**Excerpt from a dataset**
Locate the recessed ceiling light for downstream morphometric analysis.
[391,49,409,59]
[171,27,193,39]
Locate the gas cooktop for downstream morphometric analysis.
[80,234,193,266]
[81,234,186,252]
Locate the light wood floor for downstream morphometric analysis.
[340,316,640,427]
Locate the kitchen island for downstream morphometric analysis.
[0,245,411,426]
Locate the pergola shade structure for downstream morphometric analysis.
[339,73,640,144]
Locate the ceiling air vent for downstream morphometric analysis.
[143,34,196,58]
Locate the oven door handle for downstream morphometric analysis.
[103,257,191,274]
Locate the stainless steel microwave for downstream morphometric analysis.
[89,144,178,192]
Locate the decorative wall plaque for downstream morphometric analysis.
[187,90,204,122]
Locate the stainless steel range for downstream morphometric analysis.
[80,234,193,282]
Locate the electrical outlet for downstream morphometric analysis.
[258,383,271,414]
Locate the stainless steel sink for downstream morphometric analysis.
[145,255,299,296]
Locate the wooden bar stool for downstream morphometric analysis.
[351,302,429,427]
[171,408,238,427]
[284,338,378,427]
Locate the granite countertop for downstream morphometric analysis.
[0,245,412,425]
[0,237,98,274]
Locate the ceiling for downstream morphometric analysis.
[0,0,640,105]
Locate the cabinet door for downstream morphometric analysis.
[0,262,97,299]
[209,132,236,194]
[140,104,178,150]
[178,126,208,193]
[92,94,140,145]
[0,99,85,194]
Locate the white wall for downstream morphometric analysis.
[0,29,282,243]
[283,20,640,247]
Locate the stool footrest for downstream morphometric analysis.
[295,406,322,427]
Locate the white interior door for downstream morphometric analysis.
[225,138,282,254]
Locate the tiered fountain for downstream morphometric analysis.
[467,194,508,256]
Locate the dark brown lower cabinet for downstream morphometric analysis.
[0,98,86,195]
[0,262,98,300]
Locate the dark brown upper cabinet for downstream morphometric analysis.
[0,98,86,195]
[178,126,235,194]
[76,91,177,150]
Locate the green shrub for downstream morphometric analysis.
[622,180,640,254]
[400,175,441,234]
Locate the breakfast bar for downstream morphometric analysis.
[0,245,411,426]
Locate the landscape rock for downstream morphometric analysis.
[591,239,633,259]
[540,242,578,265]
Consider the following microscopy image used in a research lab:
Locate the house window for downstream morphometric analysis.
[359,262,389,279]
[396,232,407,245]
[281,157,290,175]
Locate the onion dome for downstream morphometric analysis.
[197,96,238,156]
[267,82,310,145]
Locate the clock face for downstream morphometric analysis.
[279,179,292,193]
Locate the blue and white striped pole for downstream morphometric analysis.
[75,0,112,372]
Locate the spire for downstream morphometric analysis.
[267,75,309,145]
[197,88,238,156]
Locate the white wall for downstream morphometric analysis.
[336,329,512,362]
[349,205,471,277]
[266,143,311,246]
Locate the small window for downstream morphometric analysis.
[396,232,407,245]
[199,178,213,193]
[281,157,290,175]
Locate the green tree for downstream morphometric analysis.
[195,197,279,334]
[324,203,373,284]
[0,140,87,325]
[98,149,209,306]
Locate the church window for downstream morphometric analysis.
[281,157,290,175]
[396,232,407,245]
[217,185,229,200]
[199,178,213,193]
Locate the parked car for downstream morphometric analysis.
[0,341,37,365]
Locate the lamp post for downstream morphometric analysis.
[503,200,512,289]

**Goal**
Please copy every line above without changing a single character.

**The response**
Locate the recessed ceiling light for downstream morphometric analysis.
[391,49,409,59]
[171,27,193,39]
Locate the gas cooktop for downstream morphometric analysis.
[80,234,193,266]
[81,234,186,252]
Locate the light wood floor for downstream morphometric analysis.
[340,316,640,427]
Locate the kitchen island for downstream morphometric analysis.
[0,245,411,426]
Locate the pergola shade structure for downstream morphometric analysis.
[339,73,640,144]
Locate the ceiling air vent for downstream morphometric analysis.
[143,34,196,58]
Locate the oven door handle for downstream morphometric analysis.
[103,257,191,274]
Locate the stainless steel microwave for downstream morphometric analysis.
[89,144,178,192]
Locate the decorative wall plaque for downstream morphometric analysis.
[187,90,204,122]
Locate the stainless steel range for downstream morphometric analysis.
[80,234,193,282]
Locate the electrical outlet for downstream morphometric analysis.
[258,383,271,414]
Locate the stainless steel sink for downstream morphometric analysis.
[145,255,299,296]
Locate the wooden bar stool for downstream morphometric analysis.
[351,302,429,427]
[171,408,238,427]
[284,338,378,427]
Locate the granite countertop for downstream morphometric analysis.
[0,245,412,425]
[0,237,98,274]
Locate the ceiling for downstream morphometric analysis.
[0,0,640,105]
Locate the cabinet door for downstream morphometric analysis.
[0,262,97,299]
[209,132,236,194]
[140,104,178,150]
[178,126,208,193]
[92,94,140,145]
[0,99,85,194]
Locate the white wall for downstream morphometric analysis.
[0,29,282,243]
[283,20,640,247]
Locate the stool footrest for downstream morphometric analysis.
[295,406,322,427]
Locate the white interior door for downstream morphometric analysis.
[225,138,282,254]
Locate the tiered fountain for downstream morphometric analysis.
[467,194,508,256]
Locate the dark brown lower cabinet for downstream morphometric analysis.
[0,98,86,195]
[0,262,98,300]
Locate the dark brown upper cabinet for downstream morphometric analysis.
[0,98,86,195]
[178,126,235,194]
[76,91,177,150]
Locate the green shrub for downstream morphometric analysis.
[622,180,640,254]
[400,175,441,234]
Locate the breakfast bar for downstream morphometric analysis.
[0,245,411,426]
Locate the landscape rock for downstream morphometric analysis.
[591,239,633,259]
[540,242,578,265]
Consider the following microscopy image used in a research lab:
Locate the house window for downstream morphometric analysis.
[359,262,389,279]
[396,232,407,245]
[281,157,290,175]
Locate the onion dome for downstream morphometric analysis.
[197,96,238,156]
[267,82,310,145]
Locate the clock face for downstream morphometric analysis.
[279,179,292,193]
Locate the blue and white striped pole for downstream morphometric analysis.
[75,0,112,372]
Locate the spire for downstream morphometric analysis.
[267,75,309,145]
[197,88,238,156]
Locate the white wall for downstream morphometric analysis.
[336,329,512,362]
[349,205,471,277]
[266,143,311,246]
Locate the small window for downstream morphometric analysis.
[396,232,407,245]
[199,178,213,193]
[281,157,290,175]
Locate the green tree for downstream morphometric analysis.
[195,197,279,334]
[324,203,373,284]
[0,140,87,325]
[98,149,209,306]
Locate the church window for downstream morphometric analysis.
[281,157,290,175]
[396,232,407,245]
[217,185,229,200]
[199,178,213,193]
Locate the parked car for downstream morphometric analysis.
[0,341,37,365]
Locate the lamp post for downstream morphometric analysis.
[503,200,512,289]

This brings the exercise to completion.